◆ What to produce
Copy the listing below word for word, every line of it.
>>>
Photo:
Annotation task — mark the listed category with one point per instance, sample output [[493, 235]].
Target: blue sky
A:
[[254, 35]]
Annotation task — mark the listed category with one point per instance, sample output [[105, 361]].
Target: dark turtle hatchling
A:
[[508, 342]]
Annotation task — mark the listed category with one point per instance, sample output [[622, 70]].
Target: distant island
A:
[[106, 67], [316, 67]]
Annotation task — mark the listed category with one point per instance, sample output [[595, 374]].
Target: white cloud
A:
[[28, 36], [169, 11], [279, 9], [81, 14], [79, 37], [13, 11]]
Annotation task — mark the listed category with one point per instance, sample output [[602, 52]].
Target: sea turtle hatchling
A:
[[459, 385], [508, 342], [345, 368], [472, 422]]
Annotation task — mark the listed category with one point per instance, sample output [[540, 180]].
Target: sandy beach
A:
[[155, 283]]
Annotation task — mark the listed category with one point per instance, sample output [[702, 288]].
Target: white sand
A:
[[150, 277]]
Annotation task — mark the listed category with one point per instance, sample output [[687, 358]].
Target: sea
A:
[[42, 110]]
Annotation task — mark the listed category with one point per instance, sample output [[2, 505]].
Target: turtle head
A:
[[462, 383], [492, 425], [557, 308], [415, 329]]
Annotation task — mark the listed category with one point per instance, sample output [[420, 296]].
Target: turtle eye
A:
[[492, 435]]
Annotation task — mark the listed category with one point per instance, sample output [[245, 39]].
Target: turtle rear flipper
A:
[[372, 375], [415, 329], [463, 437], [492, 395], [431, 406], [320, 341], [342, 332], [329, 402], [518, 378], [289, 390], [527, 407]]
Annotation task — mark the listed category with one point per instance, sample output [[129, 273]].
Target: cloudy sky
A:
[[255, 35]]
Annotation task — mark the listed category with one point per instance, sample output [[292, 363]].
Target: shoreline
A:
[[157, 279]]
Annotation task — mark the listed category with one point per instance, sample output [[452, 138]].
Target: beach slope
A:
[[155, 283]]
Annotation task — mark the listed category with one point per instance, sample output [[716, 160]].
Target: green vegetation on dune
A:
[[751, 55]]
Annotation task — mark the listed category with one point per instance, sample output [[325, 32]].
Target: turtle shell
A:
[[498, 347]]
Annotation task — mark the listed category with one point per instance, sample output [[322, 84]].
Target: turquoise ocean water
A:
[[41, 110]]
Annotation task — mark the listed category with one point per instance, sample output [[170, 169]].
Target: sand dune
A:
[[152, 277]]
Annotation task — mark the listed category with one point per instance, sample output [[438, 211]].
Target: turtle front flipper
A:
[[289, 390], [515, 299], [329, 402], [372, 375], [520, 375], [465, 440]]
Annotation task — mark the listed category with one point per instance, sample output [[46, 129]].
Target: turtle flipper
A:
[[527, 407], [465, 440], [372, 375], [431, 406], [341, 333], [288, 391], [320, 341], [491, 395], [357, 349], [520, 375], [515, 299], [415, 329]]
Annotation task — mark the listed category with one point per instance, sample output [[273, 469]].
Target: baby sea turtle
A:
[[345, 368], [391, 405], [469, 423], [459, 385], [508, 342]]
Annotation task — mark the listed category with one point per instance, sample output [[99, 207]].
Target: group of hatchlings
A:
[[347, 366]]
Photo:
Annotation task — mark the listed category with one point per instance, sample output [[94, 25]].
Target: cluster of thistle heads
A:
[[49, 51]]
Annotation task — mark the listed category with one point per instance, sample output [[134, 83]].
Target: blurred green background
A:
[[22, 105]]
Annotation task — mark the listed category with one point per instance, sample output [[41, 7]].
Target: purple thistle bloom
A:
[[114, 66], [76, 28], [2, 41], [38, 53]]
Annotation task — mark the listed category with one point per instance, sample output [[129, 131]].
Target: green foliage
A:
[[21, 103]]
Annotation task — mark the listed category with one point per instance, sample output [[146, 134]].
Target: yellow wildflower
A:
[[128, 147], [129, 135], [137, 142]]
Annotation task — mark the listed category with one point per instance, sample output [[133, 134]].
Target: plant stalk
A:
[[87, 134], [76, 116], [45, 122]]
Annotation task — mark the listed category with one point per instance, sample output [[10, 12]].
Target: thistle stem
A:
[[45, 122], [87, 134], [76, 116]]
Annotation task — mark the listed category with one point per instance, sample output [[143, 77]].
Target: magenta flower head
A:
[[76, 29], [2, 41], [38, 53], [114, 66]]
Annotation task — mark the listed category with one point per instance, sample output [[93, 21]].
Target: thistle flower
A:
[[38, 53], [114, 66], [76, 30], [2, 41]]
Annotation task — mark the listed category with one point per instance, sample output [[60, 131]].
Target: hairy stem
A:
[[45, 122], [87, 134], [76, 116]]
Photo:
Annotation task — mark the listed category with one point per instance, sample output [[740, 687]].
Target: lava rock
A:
<<<
◆ Output below
Photo:
Annotation task — mark the listed category with one point per instance, sample output [[493, 235]].
Target: blue sky
A:
[[254, 35]]
Annotation task — mark the listed category with one point per instance, sample output [[105, 361]].
Target: dark turtle hatchling
A:
[[508, 342]]
Annotation task — mark the listed category with one point per instance, sample output [[622, 70]].
Target: distant island
A:
[[106, 67], [316, 67]]
Annotation task — mark the listed category with one point per instance, sample output [[595, 374]].
Target: white cloud
A:
[[28, 36], [169, 11], [279, 9], [81, 14], [79, 37], [13, 11]]
Annotation task — mark the listed category with one point per instance, sample output [[602, 52]].
Target: sea turtle hatchling
A:
[[459, 385], [508, 342], [345, 368], [472, 422]]
Annotation task — mark the listed category with one point per instance, sample output [[540, 180]].
Target: sandy beach
A:
[[155, 283]]
Annotation task — mark the listed category with one point per instance, sample output [[702, 288]].
Target: white sand
A:
[[150, 277]]
Annotation task — mark the listed category with one point per instance, sample output [[687, 358]].
Target: sea
A:
[[42, 110]]
Annotation task — mark the listed category with one point per instance, sample output [[2, 505]].
Target: turtle head
A:
[[462, 383], [492, 425], [557, 308], [415, 329]]
Annotation task — mark the listed category with one point per instance, sample output [[420, 296]].
Target: turtle eye
A:
[[492, 435]]
Annotation task — mark the listed category with one point per instance, sample output [[245, 39]].
Target: turtle rear flipper
A:
[[372, 375], [415, 329], [463, 437], [492, 395], [431, 406], [320, 341], [342, 332], [329, 402], [518, 378], [289, 390], [527, 407]]
Annotation task — mark the listed category with one point per instance, sample output [[129, 273]].
Target: cloudy sky
A:
[[255, 35]]
Annotation task — mark the listed category with one point per instance, sample output [[292, 363]].
Target: shoreline
A:
[[157, 279]]
Annotation task — mark the listed category with one point per instance, sample output [[452, 138]].
Target: beach slope
A:
[[155, 283]]
Annotation task — mark the listed category with one point per instance, sample output [[716, 160]].
Target: green vegetation on dune
A:
[[751, 55]]
Annotation task — mark the listed category with one point per instance, sample output [[325, 32]].
Target: turtle shell
A:
[[498, 347]]
Annotation task — mark the listed category with one point per instance, sample output [[322, 84]].
Target: turquoise ocean water
A:
[[41, 110]]
Annotation task — mark the listed category with one point per instance, sample output [[170, 169]].
Target: sand dune
A:
[[152, 277]]
Annotation task — mark the listed category with one point per instance, sample output [[438, 211]].
Target: turtle front flipper
A:
[[289, 390], [515, 299], [329, 402], [372, 375], [520, 375], [465, 440]]
Annotation task — mark the listed category with one point per instance, sample output [[46, 129]].
Target: turtle flipper
A:
[[527, 407], [465, 440], [372, 375], [431, 406], [341, 333], [288, 391], [320, 341], [491, 395], [357, 349], [520, 375], [515, 299], [415, 329]]
Annotation task — mark the listed category with one point per instance, sample output [[273, 469]].
Target: baby sea turtle
A:
[[345, 368], [391, 405], [469, 423], [459, 385], [508, 342]]
Annotation task — mark the listed category with one point per instance, sample output [[99, 207]].
Target: group of hatchlings
A:
[[347, 366]]
Photo:
Annotation task — mark the listed category with one point per instance, sample output [[94, 25]].
Target: cluster of thistle heads
A:
[[49, 51]]
Annotation task — mark the listed category with one point per instance, sample output [[134, 83]].
Target: blurred green background
A:
[[22, 105]]
Annotation task — mark the listed category with one point per instance, sample output [[41, 7]].
Target: purple thistle bloom
A:
[[114, 66], [76, 28], [2, 41], [38, 53]]
Annotation task — mark the listed category with one point per instance, sample output [[129, 131]].
Target: green foliage
A:
[[21, 103]]
Annotation task — mark the listed category with one point per instance, sample output [[146, 134]].
Target: yellow wildflower
A:
[[128, 147], [129, 135], [137, 142]]
Annotation task — mark the listed category with one point per instance, sample output [[133, 134]].
Target: plant stalk
A:
[[87, 134], [76, 116], [45, 122]]
Annotation task — mark the listed category with one point per instance, sample output [[10, 12]].
Target: thistle stem
A:
[[45, 122], [87, 134], [76, 116]]
Annotation task — mark the listed category with one point per instance, sample output [[143, 77]].
Target: magenta flower head
A:
[[76, 29], [2, 41], [38, 53], [114, 66]]
Annotation task — mark the listed category with one point per instance, sample output [[93, 21]].
Target: thistle flower
A:
[[38, 53], [114, 66], [76, 30], [2, 41]]
Annotation task — mark the listed category with one point per instance, sample output [[60, 131]].
Target: hairy stem
A:
[[45, 122], [87, 134], [76, 116]]
Photo:
Annotation task — mark the listed category with one point per instance, sample output [[740, 687]].
Target: lava rock
A:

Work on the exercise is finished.